__Work to complete__:
Set down the records again. Every word and mark must match exactly.

__Records provided__:
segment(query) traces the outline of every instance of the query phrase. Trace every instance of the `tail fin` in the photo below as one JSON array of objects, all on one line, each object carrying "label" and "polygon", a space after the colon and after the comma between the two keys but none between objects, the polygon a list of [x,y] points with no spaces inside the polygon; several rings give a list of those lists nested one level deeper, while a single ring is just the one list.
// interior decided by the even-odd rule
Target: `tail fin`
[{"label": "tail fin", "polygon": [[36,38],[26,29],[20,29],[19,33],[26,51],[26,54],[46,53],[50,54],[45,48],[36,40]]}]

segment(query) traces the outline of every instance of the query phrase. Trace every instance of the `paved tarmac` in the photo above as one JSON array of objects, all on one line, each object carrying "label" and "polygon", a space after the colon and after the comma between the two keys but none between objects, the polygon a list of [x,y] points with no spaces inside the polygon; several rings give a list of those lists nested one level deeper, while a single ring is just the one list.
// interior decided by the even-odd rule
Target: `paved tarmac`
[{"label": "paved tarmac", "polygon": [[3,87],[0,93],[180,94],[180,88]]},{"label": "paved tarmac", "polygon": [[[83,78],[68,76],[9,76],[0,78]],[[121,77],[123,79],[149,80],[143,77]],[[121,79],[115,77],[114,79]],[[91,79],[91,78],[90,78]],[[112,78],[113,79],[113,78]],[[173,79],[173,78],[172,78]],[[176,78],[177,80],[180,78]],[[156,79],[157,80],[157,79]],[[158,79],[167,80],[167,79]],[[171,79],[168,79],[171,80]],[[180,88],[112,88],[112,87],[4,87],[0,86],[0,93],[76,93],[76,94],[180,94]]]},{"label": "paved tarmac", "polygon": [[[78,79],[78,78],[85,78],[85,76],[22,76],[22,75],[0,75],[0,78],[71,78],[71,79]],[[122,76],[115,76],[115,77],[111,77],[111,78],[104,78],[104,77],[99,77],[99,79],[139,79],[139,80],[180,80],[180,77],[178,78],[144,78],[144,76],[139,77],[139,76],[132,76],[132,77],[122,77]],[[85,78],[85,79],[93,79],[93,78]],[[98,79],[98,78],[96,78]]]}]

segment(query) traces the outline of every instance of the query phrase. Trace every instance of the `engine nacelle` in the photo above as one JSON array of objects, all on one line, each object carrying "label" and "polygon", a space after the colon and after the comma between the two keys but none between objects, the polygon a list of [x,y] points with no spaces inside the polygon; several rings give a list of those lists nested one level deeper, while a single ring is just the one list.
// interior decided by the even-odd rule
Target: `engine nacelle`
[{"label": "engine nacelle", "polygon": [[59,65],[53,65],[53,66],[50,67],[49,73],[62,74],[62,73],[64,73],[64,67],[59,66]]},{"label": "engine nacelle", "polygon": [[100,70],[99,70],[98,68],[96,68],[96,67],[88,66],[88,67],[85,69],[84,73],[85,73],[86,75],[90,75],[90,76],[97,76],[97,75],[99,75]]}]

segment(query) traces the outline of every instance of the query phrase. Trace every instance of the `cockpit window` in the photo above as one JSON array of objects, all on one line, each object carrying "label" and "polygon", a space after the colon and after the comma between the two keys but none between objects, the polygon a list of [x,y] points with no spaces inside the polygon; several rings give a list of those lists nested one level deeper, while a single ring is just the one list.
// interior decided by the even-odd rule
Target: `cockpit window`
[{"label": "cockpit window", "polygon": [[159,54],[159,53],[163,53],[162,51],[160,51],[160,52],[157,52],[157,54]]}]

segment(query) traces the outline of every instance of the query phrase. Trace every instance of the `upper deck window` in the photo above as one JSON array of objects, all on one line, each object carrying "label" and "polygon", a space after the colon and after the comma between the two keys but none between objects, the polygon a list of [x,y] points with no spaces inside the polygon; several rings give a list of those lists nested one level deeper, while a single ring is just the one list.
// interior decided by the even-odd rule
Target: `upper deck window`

__Solution__:
segment(query) traces the outline of every instance of the query phrase. Trace every instance of the `tail fin` in the photo below as one JSON array of objects, all on one line, each object carrying "label" and "polygon", a space after the colon and after the comma between the two keys but none between objects, the polygon a list of [x,y] points with no spaces inside the polygon; several rings give a list of those lists nested one level deeper, while a single ring is just the one list.
// interior decided by the even-odd rule
Target: `tail fin`
[{"label": "tail fin", "polygon": [[36,38],[26,29],[20,29],[19,33],[26,51],[26,54],[46,53],[50,54],[45,48],[36,40]]}]

segment(query) traces the outline of every instance of the query phrase. Trace every instance of the `paved tarmac` in the photo above as one JSON array of objects, all on one line, each object carrying "label" and "polygon", a space after the colon and after the comma between the two keys but none between objects, the polygon a list of [x,y] points with no spaces inside the polygon; several rings give a list of those lists nested one level deeper, while a single ring is just the one list.
// interior decided by the even-odd rule
Target: `paved tarmac`
[{"label": "paved tarmac", "polygon": [[3,87],[0,93],[180,94],[180,88]]},{"label": "paved tarmac", "polygon": [[[83,78],[68,76],[9,76],[0,78]],[[121,77],[123,79],[149,80],[143,77]],[[121,79],[115,77],[114,79]],[[91,79],[91,78],[90,78]],[[112,78],[113,79],[113,78]],[[173,79],[173,78],[172,78]],[[176,78],[177,80],[180,78]],[[156,79],[157,80],[157,79]],[[158,79],[167,80],[167,79]],[[171,79],[168,79],[171,80]],[[180,88],[112,88],[112,87],[4,87],[0,86],[0,93],[76,93],[76,94],[180,94]]]},{"label": "paved tarmac", "polygon": [[[78,79],[78,78],[85,78],[85,76],[22,76],[22,75],[0,75],[0,78],[71,78],[71,79]],[[122,76],[115,76],[115,77],[111,77],[111,78],[104,78],[104,77],[99,77],[99,79],[139,79],[139,80],[180,80],[180,77],[178,78],[144,78],[144,76],[139,77],[139,76],[132,76],[132,77],[122,77]],[[85,78],[85,79],[93,79],[93,78]],[[98,79],[98,78],[96,78]]]}]

segment(query) traces the outline of every instance of the query phrase. Trace every instance of the `engine nacelle` in the photo above as one JSON array of objects, all on one line, each object carrying "label" and "polygon", a space after the colon and after the comma between the two keys but none between objects, the polygon a list of [x,y] points with no spaces inside the polygon; several rings give a list of those lists nested one level deeper, while a single ring is just the one list.
// interior decided by the even-odd rule
Target: `engine nacelle`
[{"label": "engine nacelle", "polygon": [[59,65],[53,65],[53,66],[50,67],[49,73],[62,74],[62,73],[64,73],[64,67],[59,66]]},{"label": "engine nacelle", "polygon": [[100,70],[99,70],[98,68],[96,68],[96,67],[88,66],[88,67],[85,69],[84,73],[85,73],[86,75],[90,75],[90,76],[97,76],[97,75],[99,75]]}]

segment(query) traces the outline of every instance of the query phrase. Trace every instance of the `cockpit window` in the photo above as one JSON array of objects, all on one line, each object carrying "label" and "polygon", a space after the colon and after the comma between the two keys but none between objects, the polygon a list of [x,y] points with no spaces inside the polygon; several rings give a list of those lists nested one level deeper, while a single ring is just the one list.
// interior decided by the even-odd rule
Target: `cockpit window`
[{"label": "cockpit window", "polygon": [[159,54],[159,53],[163,53],[162,51],[160,51],[160,52],[157,52],[157,54]]}]

segment(query) traces the outline of every instance of the query phrase. Trace every instance of the `upper deck window` in the photo above as one JSON array of objects, all on one line, each object carrying "label" and "polygon", a space after the colon and after the comma between the two keys but none between objects, the polygon a list of [x,y] points with no spaces inside the polygon; several rings give a list of those lists nested one level deeper, while a single ring is just the one list.
// interior decided by the even-odd rule
Target: `upper deck window`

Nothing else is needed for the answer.